* _Instructions_:
1. Based on the memory strategy notes, why does the recommendation favor structured YAML over markdown? Answer in one to three sentences.
2. Reproduce the memory strategy notes word for word between "- type: gotcha" and "from inspector output.", inclusive.
··· Text section
What the research says matters most: 1. Extract structured facts, not raw transcripts 2. Selective retrieval — inject only relevant memories, not everything 3. Timestamp and freshness — newer knowledge overrides older 4. The agent should be able to write/update its own memories 5. Human memory works by selective forgetting — production systems should too

Strategy recommendation: structured YAML, graduating to retrieval¶

Start with option 2 (structured YAML) — a memories.yml file in the dft project (alongside dataface.yml). Typed entries with tags:

memories:
  - type: column_semantic
    table: bi_core.accounts
    column: revenue
    note: "This is ARR, not MRR"
    created: 2026-03-17

  - type: join_pattern
    tables: [bi_core.opportunities, bi_core.accounts]
    note: "Always join opportunities through accounts, not directly to contacts"
    created: 2026-03-17

  - type: gotcha
    table: staging.stg_salesforce__accounts
    note: "created_at is actually modified_at — use _fivetran_synced for true creation"
    created: 2026-03-17

  - type: domain
    note: "Fiscal year starts in February"
    created: 2026-03-17

Why YAML over markdown: barely harder, but gives structure for filtering. Can always be dumped verbatim into the prompt as a starting approach. Makes it trivial to auto-generate memories from inspector output.

Graduate to retrieval when the file gets large (>100 entries or >4K tokens). At that point, embed the entries and retrieve top-k relevant ones per question. Mem0 or a simple local embedding index. But don't build this until you've proven memories help at all via eval experiments.

How memories get created¶

Manually by analysts ("remember that fiscal year starts in February" → agent writes to memories.yml)
Automatically from self-corrections (agent corrects a query → captures the correction as a memory)
From inspector/profile output (semantic types, distributions that are non-obvious)
The agent should have a tool to read/write memories — a remember MCP tool

Dependencies¶

Depends on the eval system being operational (runner + benchmark) to measure impact of different memory strategies
The memory injection point is build_agent_system_prompt() in dataface/ai/agent.py

Possible Solutions¶

Plan¶

Implementation Progress¶

QA Exploration¶

QA exploration completed (or N/A for non-UI tasks)

N/A — this is core AI infrastructure, not UI. Validation is via eval experiments measuring memory impact.

Review Feedback¶

Review cleared
······
··· Dataset content
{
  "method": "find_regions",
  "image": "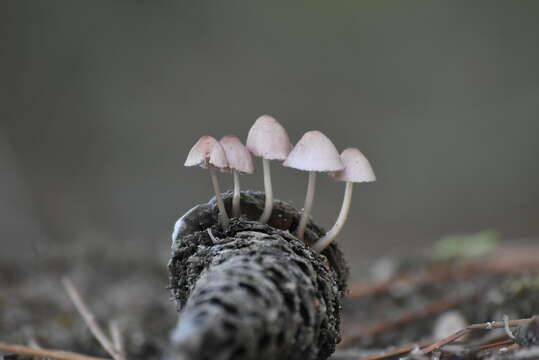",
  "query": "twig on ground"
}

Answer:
[339,292,480,347]
[357,341,432,360]
[421,319,531,354]
[62,278,126,360]
[0,343,109,360]
[503,315,516,340]
[348,247,539,299]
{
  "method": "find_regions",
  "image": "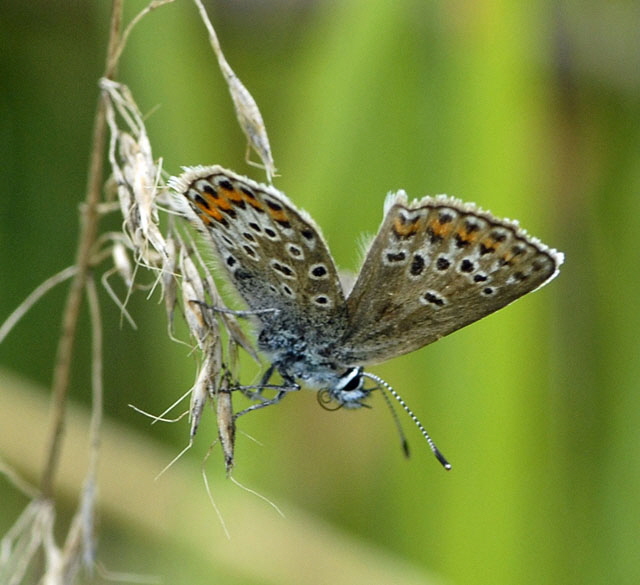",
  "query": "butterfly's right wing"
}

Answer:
[170,166,346,339]
[339,192,563,364]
······
* _Exercise answers_:
1. YAML is barely harder than markdown, yet it gives the entries structure for filtering. It can still be dumped verbatim into the prompt as a starting approach. It also makes it trivial to auto-generate memories from inspector output.

2.
- type: gotcha
    table: staging.stg_salesforce__accounts
    note: "created_at is actually modified_at — use _fivetran_synced for true creation"
    created: 2026-03-17

  - type: domain
    note: "Fiscal year starts in February"
    created: 2026-03-17

Why YAML over markdown: barely harder, but gives structure for filtering. Can always be dumped verbatim into the prompt as a starting approach. Makes it trivial to auto-generate memories from inspector output.